DATA FOR THIS TASK section start

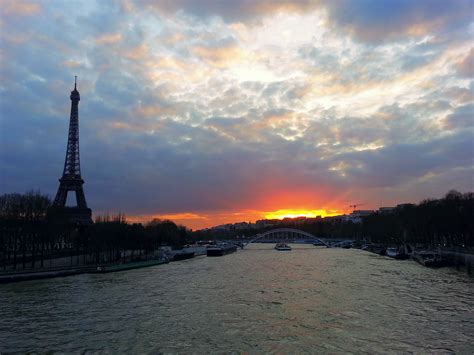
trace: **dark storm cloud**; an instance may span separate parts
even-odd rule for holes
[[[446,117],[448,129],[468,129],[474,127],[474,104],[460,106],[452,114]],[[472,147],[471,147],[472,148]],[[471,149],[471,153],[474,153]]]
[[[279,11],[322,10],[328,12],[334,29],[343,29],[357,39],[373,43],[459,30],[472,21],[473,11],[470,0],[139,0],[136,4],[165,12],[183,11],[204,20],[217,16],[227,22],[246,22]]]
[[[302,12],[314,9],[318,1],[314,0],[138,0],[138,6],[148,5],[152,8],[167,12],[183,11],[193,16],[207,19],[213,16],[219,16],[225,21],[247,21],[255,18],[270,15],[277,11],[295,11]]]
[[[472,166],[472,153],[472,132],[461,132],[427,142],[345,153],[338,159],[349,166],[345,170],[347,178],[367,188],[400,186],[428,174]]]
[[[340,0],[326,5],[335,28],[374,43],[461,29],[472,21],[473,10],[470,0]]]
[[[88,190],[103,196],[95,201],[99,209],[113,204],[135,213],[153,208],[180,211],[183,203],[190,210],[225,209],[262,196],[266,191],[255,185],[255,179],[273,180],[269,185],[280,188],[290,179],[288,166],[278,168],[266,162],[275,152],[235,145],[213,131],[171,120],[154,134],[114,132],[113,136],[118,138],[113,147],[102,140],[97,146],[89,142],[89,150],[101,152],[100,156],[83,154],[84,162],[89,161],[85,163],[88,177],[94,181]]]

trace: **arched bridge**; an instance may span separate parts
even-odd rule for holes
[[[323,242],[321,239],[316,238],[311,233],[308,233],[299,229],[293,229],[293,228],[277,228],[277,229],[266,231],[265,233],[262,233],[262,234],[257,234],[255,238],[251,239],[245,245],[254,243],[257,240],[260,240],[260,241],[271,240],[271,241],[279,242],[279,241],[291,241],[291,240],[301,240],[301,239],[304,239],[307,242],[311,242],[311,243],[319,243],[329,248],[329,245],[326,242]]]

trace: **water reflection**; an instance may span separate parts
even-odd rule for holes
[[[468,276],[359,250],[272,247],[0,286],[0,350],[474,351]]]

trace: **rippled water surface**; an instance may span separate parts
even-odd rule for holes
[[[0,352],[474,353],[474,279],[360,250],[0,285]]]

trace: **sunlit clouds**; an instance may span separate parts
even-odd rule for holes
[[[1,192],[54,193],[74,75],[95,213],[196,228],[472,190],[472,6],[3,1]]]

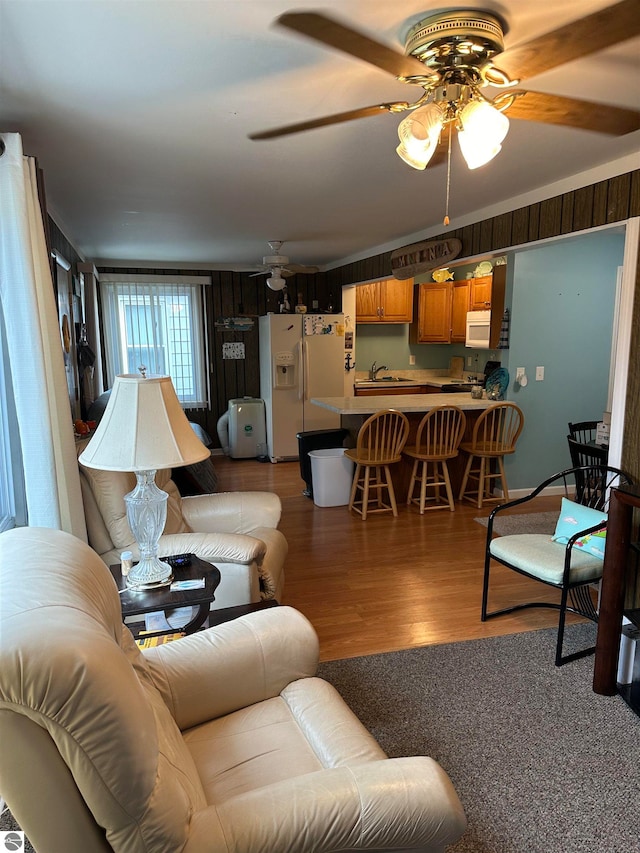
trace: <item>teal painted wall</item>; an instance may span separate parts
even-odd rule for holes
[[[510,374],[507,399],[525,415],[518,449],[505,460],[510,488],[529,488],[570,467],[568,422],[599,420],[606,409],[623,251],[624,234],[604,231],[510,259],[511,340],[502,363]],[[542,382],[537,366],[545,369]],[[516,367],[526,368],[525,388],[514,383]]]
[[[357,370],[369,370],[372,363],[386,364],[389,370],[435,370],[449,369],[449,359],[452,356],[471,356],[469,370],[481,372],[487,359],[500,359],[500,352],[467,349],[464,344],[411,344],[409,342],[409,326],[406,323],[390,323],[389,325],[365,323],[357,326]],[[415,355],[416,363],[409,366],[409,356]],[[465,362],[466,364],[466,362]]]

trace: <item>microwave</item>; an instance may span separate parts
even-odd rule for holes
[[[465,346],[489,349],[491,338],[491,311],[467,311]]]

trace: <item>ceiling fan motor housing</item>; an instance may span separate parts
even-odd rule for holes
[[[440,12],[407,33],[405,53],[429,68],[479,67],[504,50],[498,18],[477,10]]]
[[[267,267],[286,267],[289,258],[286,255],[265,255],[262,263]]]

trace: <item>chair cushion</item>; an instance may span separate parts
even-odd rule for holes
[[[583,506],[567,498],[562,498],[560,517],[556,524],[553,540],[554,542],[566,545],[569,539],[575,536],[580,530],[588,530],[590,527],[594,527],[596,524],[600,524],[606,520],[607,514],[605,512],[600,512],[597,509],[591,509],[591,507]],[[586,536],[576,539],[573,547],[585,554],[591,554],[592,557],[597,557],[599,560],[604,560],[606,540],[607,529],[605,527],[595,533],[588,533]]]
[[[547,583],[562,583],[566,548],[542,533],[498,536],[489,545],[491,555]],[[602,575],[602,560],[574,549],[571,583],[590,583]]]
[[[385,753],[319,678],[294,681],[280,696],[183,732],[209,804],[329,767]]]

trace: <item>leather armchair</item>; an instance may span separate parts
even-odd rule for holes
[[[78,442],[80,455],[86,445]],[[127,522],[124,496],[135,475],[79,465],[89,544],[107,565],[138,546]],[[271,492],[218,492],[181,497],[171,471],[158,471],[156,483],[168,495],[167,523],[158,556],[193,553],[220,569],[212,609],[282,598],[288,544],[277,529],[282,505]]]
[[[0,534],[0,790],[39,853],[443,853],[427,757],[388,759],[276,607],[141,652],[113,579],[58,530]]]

DATA FOR THIS TASK section end

*PROBLEM DETAILS*. Print the complete listing exactly, apart from any pictures.

*ANSWER FOR THIS EXERCISE*.
trace: **dark storm cloud**; an instance may span separate parts
even-odd rule for holes
[[[446,117],[448,129],[468,129],[474,127],[474,104],[460,106],[452,114]],[[472,147],[471,147],[472,148]],[[471,149],[471,153],[474,153]]]
[[[279,11],[322,10],[328,12],[334,29],[343,29],[357,39],[373,43],[459,30],[472,21],[473,11],[470,0],[139,0],[136,4],[165,12],[183,11],[204,20],[217,16],[227,22],[246,22]]]
[[[302,12],[314,9],[318,1],[314,0],[138,0],[138,6],[148,5],[152,8],[167,12],[183,11],[193,16],[207,19],[213,16],[219,16],[225,21],[247,21],[255,18],[270,15],[277,11],[295,11]]]
[[[472,166],[472,153],[472,132],[461,132],[427,142],[345,153],[338,159],[349,166],[345,170],[347,178],[367,188],[400,186],[428,174]]]
[[[340,0],[326,5],[335,28],[374,43],[461,29],[472,21],[473,10],[470,0]]]
[[[88,190],[103,196],[95,201],[99,209],[113,204],[135,213],[153,208],[180,211],[183,203],[190,210],[225,209],[262,196],[266,191],[255,185],[255,179],[273,180],[269,185],[280,188],[290,179],[288,166],[278,168],[266,162],[275,152],[235,145],[213,131],[171,120],[154,134],[114,132],[113,136],[118,138],[113,147],[102,140],[97,146],[89,142],[89,150],[101,152],[100,156],[83,154],[84,162],[89,161],[85,163],[88,177],[94,181]]]

trace: **arched bridge**; an instance may span separate parts
even-odd rule for holes
[[[323,242],[321,239],[316,238],[311,233],[308,233],[299,229],[293,229],[293,228],[277,228],[277,229],[266,231],[265,233],[262,233],[262,234],[257,234],[255,238],[251,239],[245,245],[254,243],[257,240],[260,240],[260,241],[271,240],[271,241],[279,242],[279,241],[291,241],[291,240],[301,240],[301,239],[304,239],[307,242],[311,242],[311,243],[319,243],[329,248],[329,245],[326,242]]]

trace: **water reflection**; an instance may span separate parts
even-odd rule for holes
[[[468,276],[359,250],[272,247],[0,286],[0,350],[474,351]]]

trace: **rippled water surface**; an instance may span separate parts
even-odd rule for holes
[[[0,352],[474,353],[474,279],[360,250],[0,285]]]

trace: **sunlit clouds**; an instance may span separate parts
even-odd rule for holes
[[[1,192],[54,193],[74,75],[95,213],[196,228],[472,190],[472,6],[3,1]]]

trace: <item>teal painted wall</item>; an instance may span separate parts
even-odd rule for holes
[[[510,374],[507,399],[525,415],[518,449],[505,460],[510,488],[529,488],[570,467],[568,422],[599,420],[606,409],[623,251],[624,234],[604,231],[510,259],[511,340],[502,363]],[[542,382],[537,366],[545,369]],[[516,367],[526,368],[525,388],[514,383]]]
[[[357,370],[369,370],[372,363],[386,364],[389,370],[435,370],[449,369],[449,359],[452,356],[471,356],[469,370],[481,372],[487,359],[500,359],[500,352],[467,349],[464,344],[411,344],[409,342],[409,326],[406,323],[390,323],[389,325],[365,323],[357,326]],[[415,355],[416,363],[409,366],[409,356]],[[465,362],[466,364],[466,362]]]

trace: <item>microwave</item>; an instance may span separate parts
even-odd rule for holes
[[[465,346],[489,349],[491,338],[491,311],[467,311]]]

trace: <item>ceiling fan motor housing</item>; an instance may span separate parts
even-odd rule for holes
[[[440,12],[407,33],[405,53],[429,68],[479,67],[504,50],[498,18],[477,10]]]
[[[267,267],[286,267],[289,258],[286,255],[265,255],[262,263]]]

trace: <item>chair cushion</item>; an instance may span separate parts
even-odd rule for holes
[[[583,506],[567,498],[562,498],[560,517],[556,524],[553,540],[554,542],[566,545],[569,539],[575,536],[580,530],[588,530],[590,527],[594,527],[596,524],[600,524],[606,520],[607,514],[605,512],[600,512],[597,509],[591,509],[591,507]],[[586,536],[576,539],[573,547],[585,554],[591,554],[592,557],[597,557],[599,560],[604,560],[606,540],[607,529],[605,527],[595,533],[588,533]]]
[[[547,583],[562,583],[566,548],[542,533],[498,536],[489,545],[491,555]],[[602,575],[602,560],[574,549],[571,583],[590,583]]]
[[[385,753],[319,678],[294,681],[280,696],[183,732],[209,804],[329,767]]]

trace: <item>leather armchair</item>; an instance may span separate parts
even-odd rule for holes
[[[78,442],[80,455],[86,445]],[[127,522],[124,496],[135,475],[79,465],[89,544],[107,565],[138,546]],[[271,492],[218,492],[181,497],[171,471],[158,471],[156,483],[168,495],[167,523],[158,556],[193,553],[220,569],[212,609],[282,598],[288,544],[277,529],[282,505]]]
[[[0,534],[0,790],[39,853],[443,853],[427,757],[388,759],[276,607],[141,652],[113,579],[58,530]]]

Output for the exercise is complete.